→ Task directions
Return every line in the records below that contains the word "sleeve".

→ Record excerpts
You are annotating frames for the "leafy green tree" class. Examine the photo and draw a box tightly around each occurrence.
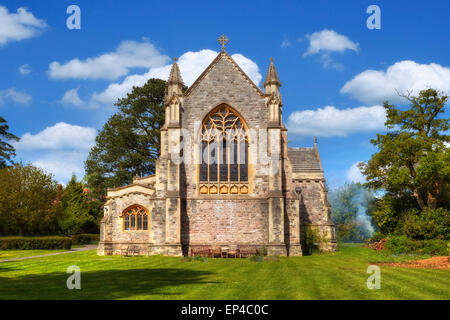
[360,89,450,210]
[85,79,166,198]
[0,163,57,235]
[59,175,96,235]
[0,117,19,169]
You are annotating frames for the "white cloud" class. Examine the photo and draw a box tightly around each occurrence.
[303,29,359,56]
[48,40,170,80]
[61,88,85,108]
[91,49,262,104]
[0,88,33,105]
[0,6,47,45]
[287,105,386,137]
[320,54,344,71]
[31,151,87,184]
[281,40,292,48]
[341,60,450,104]
[18,64,31,76]
[347,161,366,183]
[14,122,96,183]
[15,122,96,150]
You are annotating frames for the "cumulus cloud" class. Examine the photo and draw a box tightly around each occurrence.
[91,49,262,104]
[48,40,170,80]
[304,29,359,56]
[287,105,386,137]
[14,122,96,183]
[341,60,450,104]
[0,88,33,105]
[17,64,31,76]
[347,161,366,183]
[15,122,96,150]
[0,5,47,45]
[281,40,292,48]
[61,88,85,108]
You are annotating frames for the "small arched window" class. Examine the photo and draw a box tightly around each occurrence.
[200,105,249,194]
[122,205,148,231]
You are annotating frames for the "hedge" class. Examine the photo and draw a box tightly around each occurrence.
[385,236,449,256]
[71,233,100,245]
[0,236,72,250]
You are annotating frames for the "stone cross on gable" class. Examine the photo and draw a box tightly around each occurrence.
[217,34,229,51]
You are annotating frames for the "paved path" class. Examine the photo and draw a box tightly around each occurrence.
[0,244,97,262]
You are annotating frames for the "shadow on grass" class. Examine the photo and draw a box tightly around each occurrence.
[0,268,218,300]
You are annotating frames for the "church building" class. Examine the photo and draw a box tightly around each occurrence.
[98,36,337,256]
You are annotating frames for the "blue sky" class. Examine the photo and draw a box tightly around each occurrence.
[0,0,450,187]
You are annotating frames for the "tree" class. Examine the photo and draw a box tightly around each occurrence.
[0,117,19,169]
[329,183,374,242]
[0,163,57,235]
[360,89,450,210]
[58,175,96,235]
[85,79,166,198]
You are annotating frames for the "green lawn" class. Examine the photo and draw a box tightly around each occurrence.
[0,245,450,299]
[0,249,67,260]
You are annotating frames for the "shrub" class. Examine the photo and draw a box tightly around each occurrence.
[401,208,450,240]
[256,247,267,257]
[0,236,72,250]
[193,256,209,262]
[249,256,264,262]
[385,236,448,255]
[71,233,100,245]
[422,240,449,256]
[367,232,386,245]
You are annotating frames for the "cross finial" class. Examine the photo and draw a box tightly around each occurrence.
[217,34,229,51]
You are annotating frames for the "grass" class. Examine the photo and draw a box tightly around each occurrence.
[0,244,450,300]
[0,249,68,260]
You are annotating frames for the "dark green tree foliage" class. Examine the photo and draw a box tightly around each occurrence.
[59,175,97,235]
[85,79,166,198]
[0,163,57,235]
[360,89,450,210]
[329,183,375,242]
[0,117,19,169]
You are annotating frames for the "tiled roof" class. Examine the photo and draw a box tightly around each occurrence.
[288,148,323,172]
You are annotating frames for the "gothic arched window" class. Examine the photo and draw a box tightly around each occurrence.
[200,105,249,194]
[122,205,148,231]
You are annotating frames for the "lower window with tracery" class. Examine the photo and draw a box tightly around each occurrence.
[122,206,148,231]
[199,105,249,194]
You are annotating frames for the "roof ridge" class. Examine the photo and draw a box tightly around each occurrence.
[184,50,264,97]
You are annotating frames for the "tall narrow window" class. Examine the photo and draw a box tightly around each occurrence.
[122,205,148,230]
[200,105,249,194]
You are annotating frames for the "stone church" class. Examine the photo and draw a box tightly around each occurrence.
[98,36,337,256]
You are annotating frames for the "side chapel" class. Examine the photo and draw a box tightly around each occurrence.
[98,36,337,256]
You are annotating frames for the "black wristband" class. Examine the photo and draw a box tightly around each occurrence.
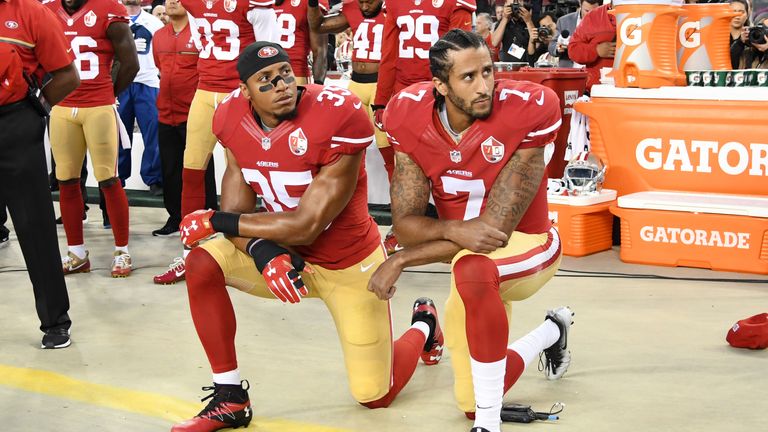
[210,212,240,236]
[245,239,305,272]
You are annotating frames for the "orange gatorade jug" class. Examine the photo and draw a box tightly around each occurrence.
[610,0,684,88]
[677,3,737,75]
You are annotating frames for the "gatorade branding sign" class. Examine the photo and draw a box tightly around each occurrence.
[619,17,643,46]
[640,225,750,249]
[635,138,768,177]
[679,21,701,49]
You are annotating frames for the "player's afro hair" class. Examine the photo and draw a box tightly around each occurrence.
[429,29,490,83]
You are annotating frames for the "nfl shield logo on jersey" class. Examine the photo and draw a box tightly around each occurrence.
[480,137,504,163]
[451,150,461,163]
[83,11,96,27]
[288,128,307,156]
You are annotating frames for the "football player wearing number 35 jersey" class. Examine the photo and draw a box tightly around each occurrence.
[369,30,572,432]
[173,42,443,432]
[45,0,139,277]
[155,0,278,284]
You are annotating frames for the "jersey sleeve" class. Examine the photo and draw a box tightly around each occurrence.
[104,0,130,32]
[34,8,75,72]
[247,0,280,42]
[518,86,562,148]
[373,8,400,106]
[321,95,374,165]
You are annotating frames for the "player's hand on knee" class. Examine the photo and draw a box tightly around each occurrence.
[261,254,309,303]
[179,209,216,246]
[246,239,312,303]
[371,105,384,131]
[448,218,509,254]
[368,258,403,300]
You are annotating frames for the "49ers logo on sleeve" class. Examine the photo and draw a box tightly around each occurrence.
[288,128,308,156]
[256,47,277,58]
[480,137,504,163]
[83,11,96,27]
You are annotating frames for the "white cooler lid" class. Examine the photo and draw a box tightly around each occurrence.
[547,189,616,207]
[618,191,768,218]
[591,84,768,101]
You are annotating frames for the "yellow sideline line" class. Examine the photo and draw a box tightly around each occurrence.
[0,365,349,432]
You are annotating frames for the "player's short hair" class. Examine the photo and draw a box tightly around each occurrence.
[429,29,491,83]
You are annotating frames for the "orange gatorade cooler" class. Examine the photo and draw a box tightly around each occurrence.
[547,189,616,257]
[611,191,768,274]
[610,0,685,88]
[677,3,736,80]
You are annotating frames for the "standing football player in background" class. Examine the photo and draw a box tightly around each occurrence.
[372,0,476,255]
[275,0,328,85]
[45,0,139,277]
[155,0,278,283]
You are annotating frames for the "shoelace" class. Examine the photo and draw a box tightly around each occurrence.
[112,254,131,268]
[168,258,184,271]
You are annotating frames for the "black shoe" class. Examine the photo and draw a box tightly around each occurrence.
[149,184,163,196]
[0,230,11,249]
[171,381,253,432]
[40,328,72,349]
[152,221,179,237]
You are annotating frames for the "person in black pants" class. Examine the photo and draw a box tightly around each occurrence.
[152,122,218,236]
[0,0,80,348]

→ Answer to this problem
You are annotating frames for the "jersey sleeve" class. Examine the photo and draw a box tightly around each occurrence.
You are annotating frames for the "49ers logo on sleeve" class. Examine the photo and draw a box tightly around each occurrence.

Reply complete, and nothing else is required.